Text extract:
Yet I almost didn't make it. After the very difficult events of Thanksgiving weekend I very nearly gave up. I worried I had lost too much time. I felt defeated. But then after lying awake thinking about it for two nights in a row, I decided I wasn't going to go down without a fight. It wasn't easy and it meant getting up extra early and going to bed extra late, but I buckled down and got back in the game. Once I had made that decision the story flowed, the words appearing from reserves I didn't even know I had.
In the end I made it across the finish line with a Slow Lane twist. At about 10:30 p.m. a neighbor started banging on our front door, as if she were trying to batter it down. She has some issues and, I suspect, was off her meds. Whatever the reason she was insisting - loudly and aggressively - that we were doing things to her car and trying to choke her with gasoline fumes. To thwart us in doing these things she had built a giant barricade around her car in the driveway with trash cans, one of which had tipped over somehow. She took this to mean that we were at it again and came pounding on our door to have it out with us over these supposed high jinx of ours. So in the middle of Nano I had to call our landlord and ask for help to defuse this very awkward, somewhat scary situation. I swear, I think I wrote the last three chapters on pure adrenaline after that.

Given problem: Set down word for word the part of the account above about finishing the novel, starting with "In the end I" and going on through "adrenaline after that.".

Dataset entries:
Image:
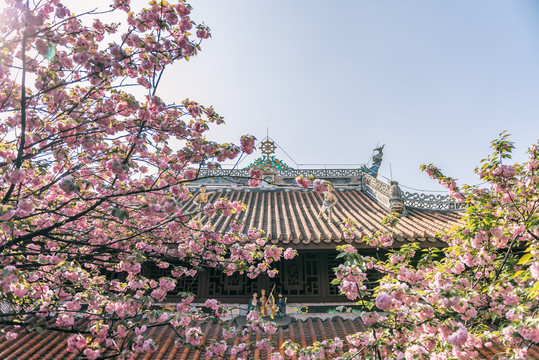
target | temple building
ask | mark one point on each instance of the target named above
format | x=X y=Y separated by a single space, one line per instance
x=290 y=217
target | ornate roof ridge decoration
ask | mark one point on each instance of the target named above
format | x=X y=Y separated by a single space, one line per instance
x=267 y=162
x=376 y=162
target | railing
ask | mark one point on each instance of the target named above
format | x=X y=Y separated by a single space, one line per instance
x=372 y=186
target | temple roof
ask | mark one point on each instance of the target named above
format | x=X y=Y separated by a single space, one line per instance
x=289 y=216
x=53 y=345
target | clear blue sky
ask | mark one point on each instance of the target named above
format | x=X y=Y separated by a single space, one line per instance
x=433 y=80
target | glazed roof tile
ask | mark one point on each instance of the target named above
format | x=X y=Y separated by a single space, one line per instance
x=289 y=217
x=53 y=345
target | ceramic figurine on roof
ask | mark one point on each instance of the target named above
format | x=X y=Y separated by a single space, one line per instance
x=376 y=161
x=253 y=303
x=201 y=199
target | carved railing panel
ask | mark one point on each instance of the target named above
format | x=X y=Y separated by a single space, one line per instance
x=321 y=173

Written response:
In the end I made it across the finish line with a Slow Lane twist. At about 10:30 p.m. a neighbor started banging on our front door, as if she were trying to batter it down. She has some issues and, I suspect, was off her meds. Whatever the reason she was insisting - loudly and aggressively - that we were doing things to her car and trying to choke her with gasoline fumes. To thwart us in doing these things she had built a giant barricade around her car in the driveway with trash cans, one of which had tipped over somehow. She took this to mean that we were at it again and came pounding on our door to have it out with us over these supposed high jinx of ours. So in the middle of Nano I had to call our landlord and ask for help to defuse this very awkward, somewhat scary situation. I swear, I think I wrote the last three chapters on pure adrenaline after that.